TEXTO BASE
====

Por Témoris Grecko (publicado en Proceso, 23-oct-2011)
El 15 de febrero, Abdallah al Senoussi detuvo en Bengasi a un abogado defensor de derechos humanos y ordenó atacar a las personas que se manifestaban para exigir su liberación, en un intento de ahogar prematuramente la insurrección convocada para dos días más tarde. Sólo consiguió adelantarla. Apenas ocho meses y cinco días después, el jueves 20 de octubre, Al Sanoussi, jefe de inteligencia y brazo ejecutor de la represión de Muamar Gadafi, era capturado mientras su líder moría a manos de los ahora ex rebeldes, tras lo cual el cadáver fue arrastrado por las calles de su destruida ciudad natal, Sirte.
La celebración de los libios es ruidosa, con un ritmo marcado por las percusiones de los AK-47 y los Uzi disparando al aire. Ellos saben, sin embargo, que muy pronto estos ocho meses sólo parecerán un paréntesis entre los pasados 42 años de dictadura y un futuro que no resulta nada claro. El odio compartido favorece la unidad que las simpatías difícilmente consiguen y, una vez desaparecido el tirano, las diferencias, las fracturas y las rivalidades afloran.
Las hay, por principio de cuentas, entre Trípoli, capital oficial, y Bengasi, origen de la revolución y asiento de su órgano de liderazgo, el Consejo Nacional de Transición (CNT), que sólo se mudó a la primera ciudad en septiembre y que ahora es reconocido internacionalmente como gobierno legítimo. Misrata, una urbe que se liberó sola tras soportar un sangriento asedio, es la tercera en tamaño y en discordia.
Existen también entre las distintas tribus que conforman la base de la estructura social libia. Políticamente, hay dos ejes de desconfianza: uno es el de los vínculos con el antiguo régimen, pues algunos líderes revolucionarios formaron parte del gobierno de Gadafi hasta febrero, y quienes estaban excluidos ahora los quieren fuera; el segundo es el de las distintas tendencias políticas, ya en abierta competencia.

====

ENTRADAS DEL LISTADO
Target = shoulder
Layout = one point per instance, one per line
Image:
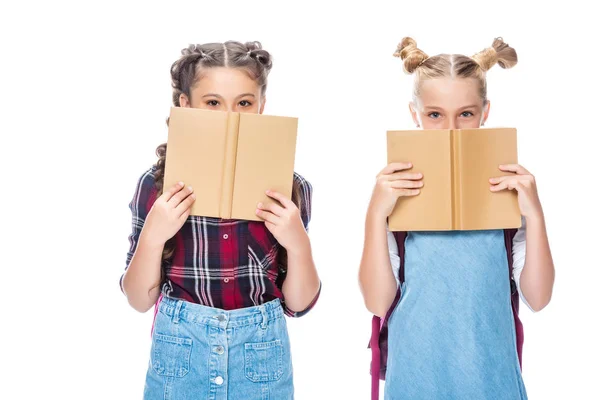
(302, 183)
(146, 191)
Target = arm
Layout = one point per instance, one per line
(151, 229)
(302, 285)
(377, 281)
(536, 280)
(289, 225)
(376, 277)
(141, 282)
(537, 277)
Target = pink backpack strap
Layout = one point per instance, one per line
(379, 329)
(155, 312)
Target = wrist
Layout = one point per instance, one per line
(534, 218)
(375, 216)
(299, 247)
(147, 240)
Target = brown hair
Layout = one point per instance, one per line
(187, 70)
(454, 65)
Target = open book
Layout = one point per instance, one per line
(456, 165)
(230, 159)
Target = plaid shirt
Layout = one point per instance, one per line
(227, 264)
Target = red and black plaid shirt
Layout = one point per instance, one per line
(220, 263)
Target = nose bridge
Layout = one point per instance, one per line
(453, 123)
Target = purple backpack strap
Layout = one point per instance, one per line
(509, 234)
(379, 328)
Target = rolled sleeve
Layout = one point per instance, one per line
(305, 197)
(140, 205)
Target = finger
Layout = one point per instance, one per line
(180, 196)
(183, 217)
(273, 208)
(507, 184)
(407, 192)
(516, 168)
(497, 179)
(185, 205)
(170, 192)
(406, 184)
(285, 202)
(404, 176)
(393, 167)
(267, 216)
(512, 178)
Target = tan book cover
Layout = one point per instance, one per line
(456, 166)
(230, 159)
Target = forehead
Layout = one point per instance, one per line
(449, 93)
(225, 81)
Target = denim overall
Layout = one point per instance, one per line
(201, 352)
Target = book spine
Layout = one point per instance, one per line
(231, 141)
(455, 146)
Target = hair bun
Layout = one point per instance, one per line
(256, 51)
(412, 56)
(499, 53)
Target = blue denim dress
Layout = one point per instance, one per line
(201, 352)
(452, 334)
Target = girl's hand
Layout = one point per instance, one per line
(393, 184)
(524, 183)
(284, 222)
(168, 214)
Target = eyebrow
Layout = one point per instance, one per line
(220, 97)
(435, 108)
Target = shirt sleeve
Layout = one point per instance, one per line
(305, 195)
(519, 252)
(394, 255)
(140, 205)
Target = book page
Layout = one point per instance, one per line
(430, 153)
(195, 155)
(265, 161)
(482, 151)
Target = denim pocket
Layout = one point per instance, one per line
(171, 355)
(263, 361)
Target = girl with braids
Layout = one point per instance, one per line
(449, 303)
(221, 287)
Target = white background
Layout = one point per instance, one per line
(85, 91)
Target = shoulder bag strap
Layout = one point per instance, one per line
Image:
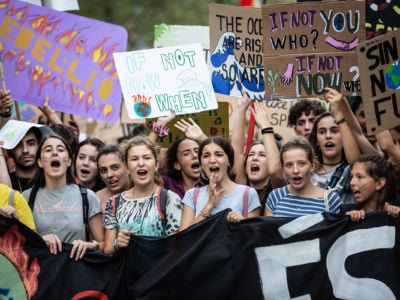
(246, 202)
(195, 196)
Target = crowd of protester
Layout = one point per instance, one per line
(96, 196)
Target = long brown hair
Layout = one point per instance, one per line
(137, 141)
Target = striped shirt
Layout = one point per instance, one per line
(281, 203)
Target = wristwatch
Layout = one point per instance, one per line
(115, 244)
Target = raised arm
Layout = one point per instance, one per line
(238, 138)
(159, 128)
(191, 130)
(385, 142)
(6, 104)
(271, 148)
(350, 146)
(362, 141)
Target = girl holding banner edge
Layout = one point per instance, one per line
(300, 197)
(216, 159)
(259, 168)
(57, 202)
(374, 185)
(141, 210)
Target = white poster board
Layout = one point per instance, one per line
(157, 80)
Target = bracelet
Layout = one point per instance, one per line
(267, 130)
(342, 120)
(6, 115)
(96, 243)
(115, 244)
(157, 128)
(204, 215)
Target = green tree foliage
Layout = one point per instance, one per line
(140, 16)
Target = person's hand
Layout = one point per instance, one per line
(74, 126)
(8, 211)
(80, 247)
(123, 238)
(335, 99)
(53, 243)
(244, 102)
(260, 114)
(392, 210)
(190, 129)
(6, 102)
(45, 108)
(215, 195)
(287, 77)
(163, 121)
(356, 215)
(235, 217)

====

TAREAS POR REALIZAR
(A) Según el artículo sobre Libia, ¿por qué quienes estaban excluidos quieren ahora fuera a algunos líderes revolucionarios? Explícalo en una o dos oraciones.
(B) En el artículo sobre Libia, ¿en qué mes se mudó el Consejo Nacional de Transición a Trípoli?
(C) Reanuda el artículo sobre Libia a partir de su última oración.

RESPUESTAS DEL EJERCICIO
(A) Porque esos líderes formaron parte del gobierno de Gadafi hasta febrero. Los vínculos con el antiguo régimen son uno de los dos ejes de desconfianza política.

(B) En septiembre.

(C)
Por si faltara algo, queda un problema extra, que es meramente de poder: el CNT junca logró integrar algo así como un ejército organizado, con una estructura de mando reconocida, y su fuerza descansó siempre en milicias creadas por la gente desde abajo, con base en afinidades de barrio o ciudad, tribu, lugar de trabajo, estudio u oración, y a veces financiadas por empresarios con intereses particulares. Y como suele ocurrir en todos los conflictos, quien ganó su fusil y obtuvo la victoria, no entiende por qué ahora debe entregarlo.
MONTAÑESES EN LA CAPITAL
La rivalidad entre la capital nacional y la revolucionaria tiene antecedentes centenarios, como durante la resistencia contra la colonización italiana, a principios del siglo XX: los bengasíes gustan de recordar que el héroe Omar al Mukhtar era de su región y combatió por años en las montañas, mientras que Trípoli se rindió en tres días ante los extranjeros. Irónicamente, también son dados a señalar que ellos sí saben hacer café y los tripolitanos no, algo que deben agradecer a los italianos.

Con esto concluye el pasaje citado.